═══ PROVIDED INFORMATION ═══

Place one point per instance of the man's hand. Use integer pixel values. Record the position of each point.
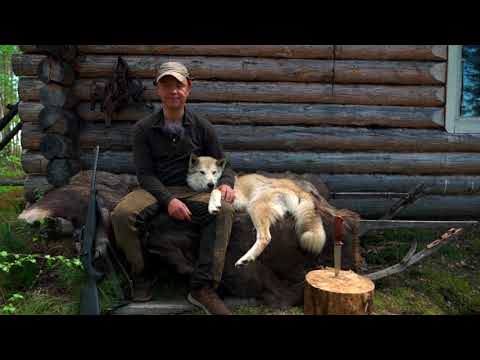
(228, 194)
(178, 210)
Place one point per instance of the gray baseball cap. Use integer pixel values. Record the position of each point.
(175, 69)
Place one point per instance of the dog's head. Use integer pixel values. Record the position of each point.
(204, 172)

═══

● REQUIREMENTS:
Print each record exactly as it stands, leaving the images out.

● THE RESULT:
Place one point per instance of the man's hand. Use integer pixel values. Record the position of each point.
(228, 194)
(178, 210)
Place one point per instance of the gray baseball cap. Use integer pixel values. Record the position of each point.
(175, 69)
Place one point per instance of the dog's head. Use integer pixel values. Record the position of each point.
(204, 172)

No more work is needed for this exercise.